Ausgewählter Text:
++++++++++

Eine gespenstische Ruhe liegt über Lützerath. Der Wind pfeift über die Zufahrtsstraße, die ins Dorf am Braunkohletagebau Garzweiler II führt. Auf der Straße steht ein großes Polizeiaufgebot den Aktivisten gegenüber, die das Dorf besetzen.

Letztere haben Barrikaden errichtet: Große Äste, Steinhaufen, sogar Straßenschilder sollen der Polizei eine Räumung der Straße so schwer wie möglich machen. In sogenannten Tripods, meterhohen Gestellen aus Holz, haben sich Aktivistinnen eingehängt.

Es ist Montagabend. In der Mitte der Straße verhandeln drei Polizisten mit einer Frau, die für die Lützerath-Aktivisten den Kontakt zur Polizei hält. Es geht um einen Lastwagen, den die Umweltorganisation Greenpeace als Mahnwache am Ortsrand aufgebaut hat. "Die Greenpeace-Veranstaltung ist bis 23.59 Uhr am Montagabend angemeldet", sagt einer der Polizisten – und macht ein Versprechen: "Wenn wir in der nächsten Zeit sehen, dass die Barrikaden so weit geräumt werden, dass der LKW durchfahren kann, wird kein Zugriff auf die blockierenden Personen erfolgen". Auch andere Barrikaden will die Polizei nicht anrühren, erklärt der Beamte.

++++++++++

Erfasste Daten:
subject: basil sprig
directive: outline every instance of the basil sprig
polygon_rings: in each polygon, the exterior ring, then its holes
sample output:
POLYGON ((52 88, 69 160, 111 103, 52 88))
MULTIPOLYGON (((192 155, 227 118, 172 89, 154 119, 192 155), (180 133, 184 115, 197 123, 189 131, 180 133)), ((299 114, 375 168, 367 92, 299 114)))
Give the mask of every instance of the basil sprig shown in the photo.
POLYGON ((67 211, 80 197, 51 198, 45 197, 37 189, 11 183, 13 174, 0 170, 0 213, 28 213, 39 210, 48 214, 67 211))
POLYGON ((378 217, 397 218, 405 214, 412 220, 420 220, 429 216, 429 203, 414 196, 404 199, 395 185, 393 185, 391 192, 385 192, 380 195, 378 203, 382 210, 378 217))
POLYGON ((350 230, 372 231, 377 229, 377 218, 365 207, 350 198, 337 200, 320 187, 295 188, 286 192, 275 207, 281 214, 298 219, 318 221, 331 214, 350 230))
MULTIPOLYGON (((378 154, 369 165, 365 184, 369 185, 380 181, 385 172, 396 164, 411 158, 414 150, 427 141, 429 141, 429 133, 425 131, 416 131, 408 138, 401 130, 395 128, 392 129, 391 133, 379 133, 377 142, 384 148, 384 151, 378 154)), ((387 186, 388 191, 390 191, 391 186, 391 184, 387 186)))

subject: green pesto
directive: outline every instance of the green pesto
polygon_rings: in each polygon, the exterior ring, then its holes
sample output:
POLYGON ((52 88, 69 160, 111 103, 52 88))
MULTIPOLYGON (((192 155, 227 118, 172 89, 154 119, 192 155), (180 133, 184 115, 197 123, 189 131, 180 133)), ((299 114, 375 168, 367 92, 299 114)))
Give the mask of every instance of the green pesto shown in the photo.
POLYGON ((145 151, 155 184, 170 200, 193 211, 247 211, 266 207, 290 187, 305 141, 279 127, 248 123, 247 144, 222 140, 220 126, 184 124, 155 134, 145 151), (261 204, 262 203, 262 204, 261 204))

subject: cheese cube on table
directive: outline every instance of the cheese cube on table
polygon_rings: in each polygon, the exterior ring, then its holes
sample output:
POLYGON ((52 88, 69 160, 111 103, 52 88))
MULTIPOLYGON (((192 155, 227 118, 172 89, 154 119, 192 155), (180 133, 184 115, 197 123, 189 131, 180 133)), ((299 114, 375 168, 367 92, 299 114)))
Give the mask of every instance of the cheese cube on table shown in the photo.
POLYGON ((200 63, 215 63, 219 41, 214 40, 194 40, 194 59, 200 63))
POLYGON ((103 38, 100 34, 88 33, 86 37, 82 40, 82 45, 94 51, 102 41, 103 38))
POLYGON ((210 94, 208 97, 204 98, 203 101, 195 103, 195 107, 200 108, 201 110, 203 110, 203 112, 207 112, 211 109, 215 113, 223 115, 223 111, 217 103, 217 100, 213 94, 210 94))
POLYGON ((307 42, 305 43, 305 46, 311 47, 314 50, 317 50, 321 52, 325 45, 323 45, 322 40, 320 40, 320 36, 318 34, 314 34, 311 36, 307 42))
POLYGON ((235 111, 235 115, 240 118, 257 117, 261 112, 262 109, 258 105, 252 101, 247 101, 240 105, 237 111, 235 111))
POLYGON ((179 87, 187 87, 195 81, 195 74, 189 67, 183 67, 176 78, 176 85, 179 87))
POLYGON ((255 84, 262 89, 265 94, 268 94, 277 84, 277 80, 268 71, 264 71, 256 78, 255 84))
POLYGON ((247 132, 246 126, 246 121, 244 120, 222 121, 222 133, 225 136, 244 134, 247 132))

++++++++++

Zu bearbeitende Aufgaben:
- a) Schreibe aus dem Text über Lützerath die Passage von „Eine gespenstische Ruhe“ bis einschließlich „sich Aktivistinnen eingehängt.“ wortgetreu ab.
- b) Gib aus den Einträgen die Zeilen von der Zeile mit „subject: green pesto“ bis einschließlich der Zeile mit „POLYGON ((145 151, 155“ unverändert wieder, und zwar nur diese.
Die Einträge haben mit dem Text über Lützerath nichts zu tun.

Die Lösungen:
- a)
Eine gespenstische Ruhe liegt über Lützerath. Der Wind pfeift über die Zufahrtsstraße, die ins Dorf am Braunkohletagebau Garzweiler II führt. Auf der Straße steht ein großes Polizeiaufgebot den Aktivisten gegenüber, die das Dorf besetzen.

Letztere haben Barrikaden errichtet: Große Äste, Steinhaufen, sogar Straßenschilder sollen der Polizei eine Räumung der Straße so schwer wie möglich machen. In sogenannten Tripods, meterhohen Gestellen aus Holz, haben sich Aktivistinnen eingehängt.

- b)
subject: green pesto
directive: outline every instance of the green pesto
polygon_rings: in each polygon, the exterior ring, then its holes
sample output:
POLYGON ((52 88, 69 160, 111 103, 52 88))
MULTIPOLYGON (((192 155, 227 118, 172 89, 154 119, 192 155), (180 133, 184 115, 197 123, 189 131, 180 133)), ((299 114, 375 168, 367 92, 299 114)))
Give the mask of every instance of the green pesto shown in the photo.
POLYGON ((145 151, 155 184, 170 200, 193 211, 247 211, 266 207, 290 187, 305 141, 279 127, 248 123, 247 144, 222 140, 220 126, 184 124, 155 134, 145 151), (261 204, 262 203, 262 204, 261 204))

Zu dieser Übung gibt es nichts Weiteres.